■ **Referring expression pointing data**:

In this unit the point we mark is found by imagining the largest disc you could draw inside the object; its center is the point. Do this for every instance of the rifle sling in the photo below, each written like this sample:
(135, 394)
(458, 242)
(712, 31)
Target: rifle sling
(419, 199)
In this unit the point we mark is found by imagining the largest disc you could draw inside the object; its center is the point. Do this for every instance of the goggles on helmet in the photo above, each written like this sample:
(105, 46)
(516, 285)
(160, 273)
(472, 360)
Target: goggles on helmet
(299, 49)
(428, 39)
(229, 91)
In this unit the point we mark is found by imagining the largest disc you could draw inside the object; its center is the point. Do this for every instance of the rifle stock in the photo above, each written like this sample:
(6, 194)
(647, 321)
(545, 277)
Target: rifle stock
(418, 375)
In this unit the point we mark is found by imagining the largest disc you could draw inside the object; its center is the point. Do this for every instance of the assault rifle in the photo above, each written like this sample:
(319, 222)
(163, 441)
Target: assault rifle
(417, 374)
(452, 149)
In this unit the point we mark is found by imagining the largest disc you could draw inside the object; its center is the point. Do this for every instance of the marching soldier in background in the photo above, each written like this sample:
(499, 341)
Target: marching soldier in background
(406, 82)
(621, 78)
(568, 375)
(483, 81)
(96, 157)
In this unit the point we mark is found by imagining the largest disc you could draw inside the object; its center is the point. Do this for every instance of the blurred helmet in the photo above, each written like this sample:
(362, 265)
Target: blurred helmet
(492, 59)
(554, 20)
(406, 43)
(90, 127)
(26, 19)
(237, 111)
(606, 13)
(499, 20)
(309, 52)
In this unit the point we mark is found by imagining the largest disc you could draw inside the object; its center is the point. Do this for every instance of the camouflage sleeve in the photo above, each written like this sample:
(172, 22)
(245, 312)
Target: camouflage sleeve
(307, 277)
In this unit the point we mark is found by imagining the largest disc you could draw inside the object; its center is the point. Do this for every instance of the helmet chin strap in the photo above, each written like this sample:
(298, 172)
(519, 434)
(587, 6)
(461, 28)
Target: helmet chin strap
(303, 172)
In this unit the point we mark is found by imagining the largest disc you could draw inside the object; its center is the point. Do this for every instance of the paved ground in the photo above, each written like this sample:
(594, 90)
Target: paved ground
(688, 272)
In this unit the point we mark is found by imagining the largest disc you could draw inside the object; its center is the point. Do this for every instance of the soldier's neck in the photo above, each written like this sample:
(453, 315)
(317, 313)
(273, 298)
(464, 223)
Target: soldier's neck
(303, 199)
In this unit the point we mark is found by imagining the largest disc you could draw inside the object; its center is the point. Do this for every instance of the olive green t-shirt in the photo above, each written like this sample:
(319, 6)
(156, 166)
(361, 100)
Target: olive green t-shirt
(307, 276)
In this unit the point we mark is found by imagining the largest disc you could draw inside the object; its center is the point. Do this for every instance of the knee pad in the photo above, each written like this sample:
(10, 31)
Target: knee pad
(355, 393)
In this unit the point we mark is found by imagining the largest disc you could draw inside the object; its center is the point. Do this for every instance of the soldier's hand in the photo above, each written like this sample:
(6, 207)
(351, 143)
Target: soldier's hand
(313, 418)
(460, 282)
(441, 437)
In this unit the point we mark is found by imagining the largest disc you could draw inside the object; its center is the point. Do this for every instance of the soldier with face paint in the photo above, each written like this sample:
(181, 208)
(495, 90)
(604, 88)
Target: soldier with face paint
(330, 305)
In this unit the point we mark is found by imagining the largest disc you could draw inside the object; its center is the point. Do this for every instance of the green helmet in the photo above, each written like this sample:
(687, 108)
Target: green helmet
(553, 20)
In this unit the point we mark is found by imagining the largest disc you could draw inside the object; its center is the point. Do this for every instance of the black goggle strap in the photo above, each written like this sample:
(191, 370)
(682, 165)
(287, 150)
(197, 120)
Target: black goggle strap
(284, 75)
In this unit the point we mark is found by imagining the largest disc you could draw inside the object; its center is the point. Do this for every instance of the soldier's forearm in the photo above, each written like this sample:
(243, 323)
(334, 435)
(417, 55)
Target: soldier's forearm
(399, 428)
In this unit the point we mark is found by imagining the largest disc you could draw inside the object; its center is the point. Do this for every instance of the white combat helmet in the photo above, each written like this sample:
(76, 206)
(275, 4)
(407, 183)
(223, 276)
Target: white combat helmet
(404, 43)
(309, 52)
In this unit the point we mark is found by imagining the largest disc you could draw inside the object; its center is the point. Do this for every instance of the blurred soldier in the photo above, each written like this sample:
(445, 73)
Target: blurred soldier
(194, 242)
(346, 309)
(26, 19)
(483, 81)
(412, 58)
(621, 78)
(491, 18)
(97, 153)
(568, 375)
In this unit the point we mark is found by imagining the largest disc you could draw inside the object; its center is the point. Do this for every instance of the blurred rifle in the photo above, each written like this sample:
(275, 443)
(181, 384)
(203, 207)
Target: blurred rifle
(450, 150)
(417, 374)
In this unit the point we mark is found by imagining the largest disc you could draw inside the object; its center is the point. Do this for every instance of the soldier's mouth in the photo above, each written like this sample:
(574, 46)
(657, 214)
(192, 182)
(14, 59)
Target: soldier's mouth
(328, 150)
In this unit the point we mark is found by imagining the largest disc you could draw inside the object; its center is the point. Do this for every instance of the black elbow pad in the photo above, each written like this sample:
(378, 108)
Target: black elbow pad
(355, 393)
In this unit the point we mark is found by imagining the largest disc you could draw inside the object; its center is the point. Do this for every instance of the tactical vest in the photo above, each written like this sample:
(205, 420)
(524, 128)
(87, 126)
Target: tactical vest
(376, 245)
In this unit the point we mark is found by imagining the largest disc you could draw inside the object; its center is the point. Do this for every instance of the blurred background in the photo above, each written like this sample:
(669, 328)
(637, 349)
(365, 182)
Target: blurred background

■ **About this task**:
Copy out all the records exactly.

■ **Problem solution**:
In this unit the point we mark is found by imagining the largest disc you could draw inside the object; its center is the point. Do this for every instance of the rifle sling in the photo below, each written like this sample:
(135, 394)
(458, 242)
(712, 31)
Target: rifle sling
(419, 199)
In this unit the point we mark is found by imagining the largest disc you could draw inside the object; its center is the point. Do this for every instance of the goggles on helmet in the photo above, each written like this sample:
(105, 46)
(516, 285)
(160, 273)
(472, 360)
Target: goggles on helmet
(299, 49)
(428, 39)
(229, 91)
In this unit the point we mark is found by imagining the largest disc you could draw inside the object; its center is the point. Do this for every instance of the rifle stock in the photo above, each written like this sample:
(6, 194)
(647, 321)
(545, 277)
Target: rifle stock
(418, 375)
In this unit the point we mark is found by imagining the largest disc you could draw inside the object; its center is the point. Do this for every instance of the assault rifle in the photo above, each written like this sample:
(319, 222)
(163, 441)
Target: assault rifle
(417, 374)
(452, 149)
In this unit the point we mark is found by imagining the largest disc you could draw inside the object; its center is the point. Do this for every instance of the marching soldier in background in the photo above, each written like this sample:
(499, 341)
Target: marching soldier in background
(406, 82)
(621, 78)
(568, 375)
(483, 81)
(96, 157)
In this unit the point we mark is found by imagining the largest disc you could draw inside the object; its center is the point. Do this for every instance of the blurred helmet in the photo above, each written like this sample:
(362, 265)
Target: blurred helmet
(492, 59)
(554, 20)
(406, 43)
(90, 127)
(26, 19)
(237, 111)
(606, 13)
(499, 20)
(309, 52)
In this unit the point we mark is found by imagining the largest disc you could draw inside the object; its center is the point. Do this for every instance of the camouflage sleeve in the photo above, each written like this sample:
(172, 22)
(245, 312)
Target: camouflage sleeve
(307, 277)
In this unit the point we mark is found by imagining the largest disc you could draw inside the object; its center is the point. Do this for every instance of the helmet chin strap in the photo above, each written like this sample:
(298, 172)
(519, 434)
(587, 6)
(461, 28)
Target: helmet chin strap
(303, 172)
In this unit the point we mark is found by imagining the largest disc you could draw inside the object; its center is the point. Do this for every instance of the paved ground in the photo above, each written like this sample:
(594, 90)
Target: paved ground
(688, 272)
In this unit the point we mark is found by imagining the largest disc you could draw inside the object; its center is the point. Do this for every instance of the soldier's neck in the photo above, each written like this sample:
(453, 315)
(317, 313)
(273, 298)
(464, 223)
Target: soldier's neck
(303, 199)
In this unit the point we mark is found by imagining the largest disc you could draw inside the object; its center is the point. Do this for every instance of the olive green t-shirt in the photo above, each written like this sample:
(319, 6)
(156, 166)
(361, 100)
Target: olive green t-shirt
(307, 276)
In this unit the point we mark is found by imagining the largest disc you could draw inside the object; its center is the point. Do this for every instance of the knee pad in the photo above, each written like this sample:
(10, 31)
Target: knee pad
(355, 393)
In this unit the point we mark is found by imagining the largest disc you could draw inside the object; its center is the point. Do this for every instance of the soldier's hand in the photo above, each written like this sample:
(6, 207)
(351, 143)
Target: soldier's hand
(313, 418)
(460, 282)
(441, 437)
In this unit the point we mark is found by imagining the largest disc you could draw inside the object; its center is the point. Do this for every instance of the soldier with face paint in the photo above, each written like this sample:
(181, 208)
(495, 90)
(604, 88)
Target: soldier with face paint
(330, 305)
In this unit the point we mark is found by imagining the largest disc you could draw inside the object; its center is the point. Do this for every instance of the green helmet in the photo above, each written like this sample:
(687, 108)
Target: green helmet
(553, 20)
In this unit the point we mark is found by imagining the largest disc you could draw inside the object; its center is the point. Do this for every instance of the black goggle strap in the photo above, each written like this sample:
(191, 370)
(682, 165)
(287, 150)
(197, 120)
Target: black goggle strap
(284, 75)
In this unit the point we mark is found by imagining the largest disc you could draw inside the object; its center is the point. Do this for every instance of the soldier's forearm in the photo above, each written like this sample:
(243, 323)
(334, 435)
(417, 55)
Target: soldier's forearm
(399, 428)
In this unit the point we mark is found by imagining the largest disc you could draw inside the object; its center is the point. Do this for every instance of the white combat helmet in the photo above, each written like this sample:
(76, 206)
(275, 4)
(407, 183)
(223, 276)
Target: white combat helmet
(404, 43)
(309, 52)
In this unit the point we mark is found by imagining the largest disc you could draw inside the object; its center is the point. Do this for every instance of the blurred soldier in the photo above, each written like this sample:
(445, 73)
Target: blurred soldier
(194, 242)
(346, 309)
(26, 19)
(483, 81)
(412, 58)
(621, 78)
(491, 18)
(97, 153)
(568, 375)
In this unit the point we mark is found by imagining the largest disc you could draw inside the object; its center is the point. Do this for every instance of the blurred rifle in the photo above, each written like this sample:
(275, 443)
(181, 384)
(203, 207)
Target: blurred rifle
(450, 150)
(417, 374)
In this unit the point we mark is found by imagining the largest disc you could draw inside the object; its center is the point. Do this for every instance of the soldier's mouth in the photo above, each written like this sample:
(574, 46)
(657, 214)
(192, 182)
(14, 59)
Target: soldier's mouth
(328, 150)
In this unit the point we mark is found by imagining the largest disc you could draw inside the object; its center is the point. Do this for every instance of the black elbow pad in the photo above, each written like this sample:
(378, 108)
Target: black elbow pad
(355, 393)
In this unit the point we mark is found by imagining the largest disc you could draw inside the object; its center is the point. Do this for every instance of the tactical vest in the photo above, each written like this sample:
(205, 420)
(524, 128)
(87, 126)
Target: tactical vest
(376, 245)
In this unit the point we mark is found by imagining the largest disc you could draw inside the object; its center is the point. Do this for every instance of the blurred background in the photo above, each written like this sample:
(669, 328)
(637, 349)
(365, 182)
Target: blurred background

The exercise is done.